**Problem to work on:**
Turn the lines of the records, from the first one through the line containing "point(478, 251)", into a numbered list with blank lines omitted and the pictures left out.

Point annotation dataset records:
** START **
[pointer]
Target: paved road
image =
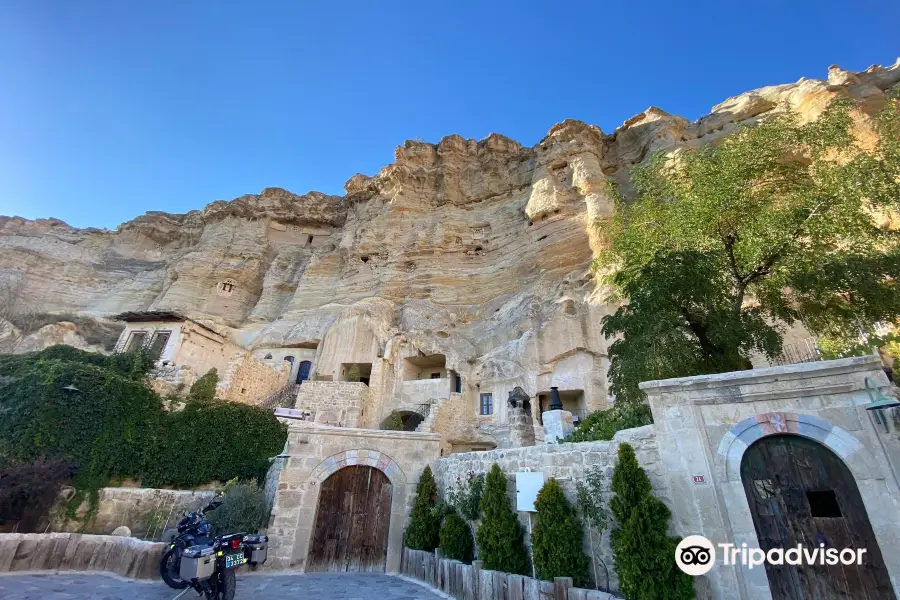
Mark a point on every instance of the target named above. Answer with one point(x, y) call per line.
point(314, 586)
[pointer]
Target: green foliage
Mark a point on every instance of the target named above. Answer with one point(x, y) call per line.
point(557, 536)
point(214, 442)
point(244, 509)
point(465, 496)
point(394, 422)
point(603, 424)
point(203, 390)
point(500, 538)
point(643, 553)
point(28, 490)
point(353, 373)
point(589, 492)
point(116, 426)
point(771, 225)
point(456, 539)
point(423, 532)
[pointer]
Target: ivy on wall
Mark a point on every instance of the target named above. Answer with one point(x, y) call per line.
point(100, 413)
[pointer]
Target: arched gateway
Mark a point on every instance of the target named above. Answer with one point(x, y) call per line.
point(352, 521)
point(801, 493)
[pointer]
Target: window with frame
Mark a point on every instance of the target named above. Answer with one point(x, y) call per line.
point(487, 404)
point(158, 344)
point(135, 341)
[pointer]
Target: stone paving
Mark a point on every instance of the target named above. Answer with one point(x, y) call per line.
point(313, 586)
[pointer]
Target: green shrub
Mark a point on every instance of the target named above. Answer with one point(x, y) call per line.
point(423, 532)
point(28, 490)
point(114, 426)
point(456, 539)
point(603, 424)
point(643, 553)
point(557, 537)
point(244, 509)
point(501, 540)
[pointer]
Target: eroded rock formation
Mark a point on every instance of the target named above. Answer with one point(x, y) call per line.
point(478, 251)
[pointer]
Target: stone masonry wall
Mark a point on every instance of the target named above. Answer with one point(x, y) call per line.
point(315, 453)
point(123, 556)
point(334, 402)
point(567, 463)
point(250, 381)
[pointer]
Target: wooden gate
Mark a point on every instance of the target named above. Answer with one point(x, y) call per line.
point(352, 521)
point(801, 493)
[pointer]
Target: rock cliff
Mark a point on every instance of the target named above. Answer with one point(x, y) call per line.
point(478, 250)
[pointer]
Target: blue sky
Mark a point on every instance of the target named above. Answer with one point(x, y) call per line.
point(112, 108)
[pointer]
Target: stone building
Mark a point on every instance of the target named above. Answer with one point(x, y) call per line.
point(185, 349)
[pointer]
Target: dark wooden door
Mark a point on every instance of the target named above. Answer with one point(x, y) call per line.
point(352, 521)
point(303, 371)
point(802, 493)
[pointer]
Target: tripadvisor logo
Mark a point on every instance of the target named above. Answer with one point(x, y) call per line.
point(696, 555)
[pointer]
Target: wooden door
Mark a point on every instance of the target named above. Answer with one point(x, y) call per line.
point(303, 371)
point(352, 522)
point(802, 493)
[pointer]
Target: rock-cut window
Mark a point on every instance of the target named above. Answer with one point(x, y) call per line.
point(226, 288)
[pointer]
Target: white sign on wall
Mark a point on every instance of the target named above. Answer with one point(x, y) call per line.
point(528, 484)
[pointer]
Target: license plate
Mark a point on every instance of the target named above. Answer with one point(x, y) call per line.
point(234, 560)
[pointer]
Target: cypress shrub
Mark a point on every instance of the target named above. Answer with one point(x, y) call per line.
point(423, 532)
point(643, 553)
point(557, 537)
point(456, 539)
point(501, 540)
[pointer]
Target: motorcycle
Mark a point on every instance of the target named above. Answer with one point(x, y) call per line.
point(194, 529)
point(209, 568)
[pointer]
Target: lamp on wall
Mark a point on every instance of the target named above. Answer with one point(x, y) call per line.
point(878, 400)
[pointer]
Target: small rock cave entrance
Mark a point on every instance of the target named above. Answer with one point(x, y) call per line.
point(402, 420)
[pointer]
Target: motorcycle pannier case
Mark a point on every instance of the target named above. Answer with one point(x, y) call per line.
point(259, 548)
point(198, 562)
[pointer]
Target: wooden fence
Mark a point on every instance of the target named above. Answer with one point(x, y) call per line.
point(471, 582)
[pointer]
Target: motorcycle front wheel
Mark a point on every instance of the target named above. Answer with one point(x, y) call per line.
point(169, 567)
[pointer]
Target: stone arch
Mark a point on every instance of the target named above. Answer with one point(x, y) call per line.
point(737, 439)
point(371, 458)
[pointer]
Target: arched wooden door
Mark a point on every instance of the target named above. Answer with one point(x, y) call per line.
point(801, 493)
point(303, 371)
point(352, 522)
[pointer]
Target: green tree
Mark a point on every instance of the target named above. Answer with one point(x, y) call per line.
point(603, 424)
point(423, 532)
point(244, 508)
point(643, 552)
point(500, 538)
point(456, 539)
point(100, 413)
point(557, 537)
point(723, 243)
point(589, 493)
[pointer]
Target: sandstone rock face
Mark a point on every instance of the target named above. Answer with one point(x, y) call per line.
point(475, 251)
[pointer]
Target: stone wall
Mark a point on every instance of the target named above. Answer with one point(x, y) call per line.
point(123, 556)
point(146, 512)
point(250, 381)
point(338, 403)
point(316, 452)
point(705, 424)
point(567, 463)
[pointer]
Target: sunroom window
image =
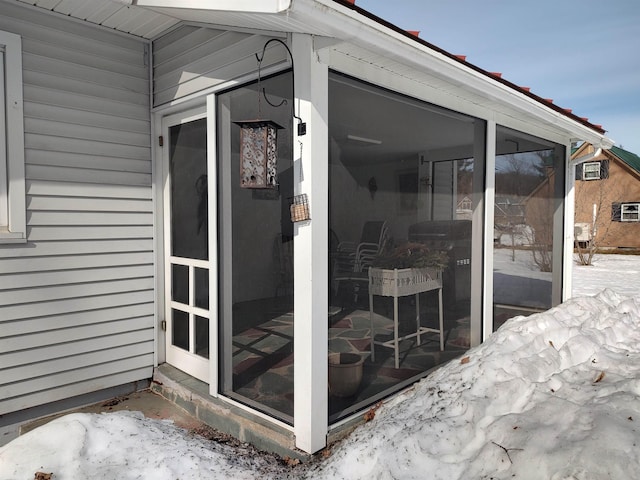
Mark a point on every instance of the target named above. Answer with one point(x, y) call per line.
** END **
**Response to this task:**
1. [pointer]
2. Target: paved road
3. image =
4. Mark a point on every instance of the target named above. Answer with one point(x, y) call per line.
5. point(314, 586)
6. [pointer]
7. Target: green foliage
8. Mark a point on every instance of the target named above. Answer with one point(x, y) call per line.
9. point(557, 536)
10. point(214, 442)
11. point(244, 509)
12. point(465, 496)
13. point(394, 422)
14. point(603, 424)
15. point(203, 390)
16. point(500, 538)
17. point(643, 553)
18. point(28, 490)
19. point(353, 373)
20. point(589, 492)
21. point(116, 426)
22. point(771, 225)
23. point(456, 539)
24. point(423, 532)
25. [pointer]
26. Target: ivy on wall
27. Mark a point on every instance of the target named above. Answer with one point(x, y) call per line.
28. point(100, 413)
29. [pointer]
30. Target: arched gateway
31. Mark a point on every instance of the target named above. Answer with one point(x, y) call per line.
32. point(352, 521)
33. point(801, 493)
34. [pointer]
35. Target: window with frame
36. Mark a point on every instance of the target named above. Answer with one point(x, y) call per line.
37. point(487, 404)
38. point(158, 344)
39. point(135, 341)
40. [pointer]
41. Target: stone paving
42. Mark a point on every instance of the target named above. Answer with one point(x, y) call per line.
43. point(313, 586)
44. [pointer]
45. Target: green shrub
46. Mark a point on every instance of the target named above. Answer with one point(x, y) call per line.
47. point(423, 532)
48. point(28, 490)
49. point(114, 426)
50. point(456, 539)
51. point(603, 424)
52. point(643, 553)
53. point(557, 537)
54. point(244, 509)
55. point(501, 540)
56. [pointer]
57. Target: eroded rock formation
58. Mark a point on every instance of the target named above. Answer with one point(x, y) call per line.
59. point(478, 251)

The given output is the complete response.